##### Records for this task
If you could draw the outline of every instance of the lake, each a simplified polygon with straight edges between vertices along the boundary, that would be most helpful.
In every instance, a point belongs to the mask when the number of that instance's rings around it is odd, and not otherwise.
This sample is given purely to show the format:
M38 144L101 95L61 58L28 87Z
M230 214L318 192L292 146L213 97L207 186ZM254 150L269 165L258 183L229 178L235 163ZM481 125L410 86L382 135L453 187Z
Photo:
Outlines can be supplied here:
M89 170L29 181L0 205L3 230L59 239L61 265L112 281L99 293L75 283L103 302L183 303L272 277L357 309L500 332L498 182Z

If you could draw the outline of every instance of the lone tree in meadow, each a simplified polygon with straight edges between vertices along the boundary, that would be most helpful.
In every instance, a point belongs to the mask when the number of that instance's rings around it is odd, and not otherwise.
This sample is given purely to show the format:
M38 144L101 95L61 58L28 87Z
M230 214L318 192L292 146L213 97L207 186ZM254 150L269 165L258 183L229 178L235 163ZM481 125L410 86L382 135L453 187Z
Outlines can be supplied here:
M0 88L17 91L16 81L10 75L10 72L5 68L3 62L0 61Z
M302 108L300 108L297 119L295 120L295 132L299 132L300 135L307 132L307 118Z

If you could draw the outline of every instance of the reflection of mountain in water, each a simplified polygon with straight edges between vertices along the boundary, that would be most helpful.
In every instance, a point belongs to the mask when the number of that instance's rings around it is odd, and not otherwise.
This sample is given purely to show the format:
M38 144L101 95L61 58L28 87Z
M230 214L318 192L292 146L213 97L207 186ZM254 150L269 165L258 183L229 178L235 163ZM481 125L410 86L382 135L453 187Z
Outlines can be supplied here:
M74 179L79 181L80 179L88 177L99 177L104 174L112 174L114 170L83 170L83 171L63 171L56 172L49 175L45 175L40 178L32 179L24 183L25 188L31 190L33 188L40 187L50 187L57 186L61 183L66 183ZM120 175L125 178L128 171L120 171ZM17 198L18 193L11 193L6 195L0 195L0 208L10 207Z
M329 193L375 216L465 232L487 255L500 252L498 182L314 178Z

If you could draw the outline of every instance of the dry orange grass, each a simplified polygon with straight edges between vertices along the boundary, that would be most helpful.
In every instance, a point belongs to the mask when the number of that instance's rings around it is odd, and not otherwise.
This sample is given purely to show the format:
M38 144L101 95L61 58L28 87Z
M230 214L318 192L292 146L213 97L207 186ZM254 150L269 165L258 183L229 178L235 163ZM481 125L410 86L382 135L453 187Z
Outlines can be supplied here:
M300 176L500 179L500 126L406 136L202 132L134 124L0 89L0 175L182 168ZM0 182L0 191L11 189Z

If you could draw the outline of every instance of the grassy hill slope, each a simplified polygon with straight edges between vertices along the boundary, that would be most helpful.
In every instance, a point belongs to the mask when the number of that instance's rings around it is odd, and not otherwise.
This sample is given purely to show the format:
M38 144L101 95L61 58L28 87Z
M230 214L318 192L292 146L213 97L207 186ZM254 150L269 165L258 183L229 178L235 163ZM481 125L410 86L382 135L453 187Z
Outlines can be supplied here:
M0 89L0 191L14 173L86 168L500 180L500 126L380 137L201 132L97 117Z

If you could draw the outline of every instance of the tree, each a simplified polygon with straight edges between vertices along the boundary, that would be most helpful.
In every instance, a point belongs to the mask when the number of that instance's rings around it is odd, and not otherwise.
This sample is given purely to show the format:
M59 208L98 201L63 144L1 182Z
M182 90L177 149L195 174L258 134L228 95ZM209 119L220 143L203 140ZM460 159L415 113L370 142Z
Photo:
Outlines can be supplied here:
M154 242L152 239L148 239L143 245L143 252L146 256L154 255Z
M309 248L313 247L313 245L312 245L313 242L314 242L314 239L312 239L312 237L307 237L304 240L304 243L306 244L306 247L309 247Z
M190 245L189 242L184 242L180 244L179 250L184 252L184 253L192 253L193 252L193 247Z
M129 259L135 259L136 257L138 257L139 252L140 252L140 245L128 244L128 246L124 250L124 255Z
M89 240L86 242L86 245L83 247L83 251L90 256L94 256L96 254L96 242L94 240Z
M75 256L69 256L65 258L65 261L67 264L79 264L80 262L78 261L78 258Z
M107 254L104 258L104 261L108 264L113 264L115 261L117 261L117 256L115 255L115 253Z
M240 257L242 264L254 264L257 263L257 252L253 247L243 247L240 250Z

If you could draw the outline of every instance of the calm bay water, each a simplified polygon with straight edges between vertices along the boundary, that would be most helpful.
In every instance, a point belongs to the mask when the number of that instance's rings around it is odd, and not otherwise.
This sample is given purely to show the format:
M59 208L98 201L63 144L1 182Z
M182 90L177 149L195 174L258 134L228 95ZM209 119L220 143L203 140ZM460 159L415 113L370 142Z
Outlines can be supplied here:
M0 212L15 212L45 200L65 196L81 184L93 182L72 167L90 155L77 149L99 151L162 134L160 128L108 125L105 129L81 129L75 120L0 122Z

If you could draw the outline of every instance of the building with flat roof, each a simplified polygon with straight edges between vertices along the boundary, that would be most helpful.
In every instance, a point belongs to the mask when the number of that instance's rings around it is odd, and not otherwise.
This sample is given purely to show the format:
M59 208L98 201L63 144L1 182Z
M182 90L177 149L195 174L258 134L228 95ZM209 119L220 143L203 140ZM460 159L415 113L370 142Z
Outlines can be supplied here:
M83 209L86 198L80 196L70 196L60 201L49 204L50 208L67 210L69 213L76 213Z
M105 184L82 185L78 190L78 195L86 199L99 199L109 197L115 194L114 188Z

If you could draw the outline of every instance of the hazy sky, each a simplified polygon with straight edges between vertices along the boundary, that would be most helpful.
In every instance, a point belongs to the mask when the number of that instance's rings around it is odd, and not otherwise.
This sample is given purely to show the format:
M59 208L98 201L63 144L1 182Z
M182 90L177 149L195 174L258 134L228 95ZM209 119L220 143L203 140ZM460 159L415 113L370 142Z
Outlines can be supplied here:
##########
Copy out, word for word, the part of the material that runs from its first line through the line containing "M302 108L300 108L297", with both of those lines included.

Right answer
If you could draw the outline of every instance of the lake, each a simplified polygon with straight edges between vertices along the boundary, that would be most helpful.
In every instance, a point belongs to the mask when the number of that instance's rings around it is odd, and not otherwise.
This sample is given purely to show the format:
M38 144L101 95L61 58L28 87Z
M230 214L318 192L292 146L213 97L207 186ZM254 150L269 165L258 183L229 178L235 163ZM481 125L410 86L382 135L453 187Z
Photo:
Outlines can be supplied here:
M89 170L29 181L0 205L3 230L59 239L61 265L112 281L99 293L75 283L103 302L183 303L272 277L357 309L500 332L498 182Z

If you could draw the outline of every instance of the lone tree in meadow, each a simplified polygon with straight edges between vertices along the boundary, that would be most helpful.
In every instance, a point belongs to the mask when the number of that instance's rings around it is odd, and not otherwise.
This sample is given purely to show the format:
M38 144L101 95L61 58L28 87Z
M230 214L318 192L292 146L213 97L207 186ZM254 150L269 165L258 183L229 178L235 163ZM481 125L410 86L382 135L453 187Z
Outlines can be supplied here:
M0 88L17 91L16 81L10 75L10 72L5 68L3 62L0 61Z
M302 108L300 108L297 119L295 120L295 132L299 132L300 135L307 132L307 118Z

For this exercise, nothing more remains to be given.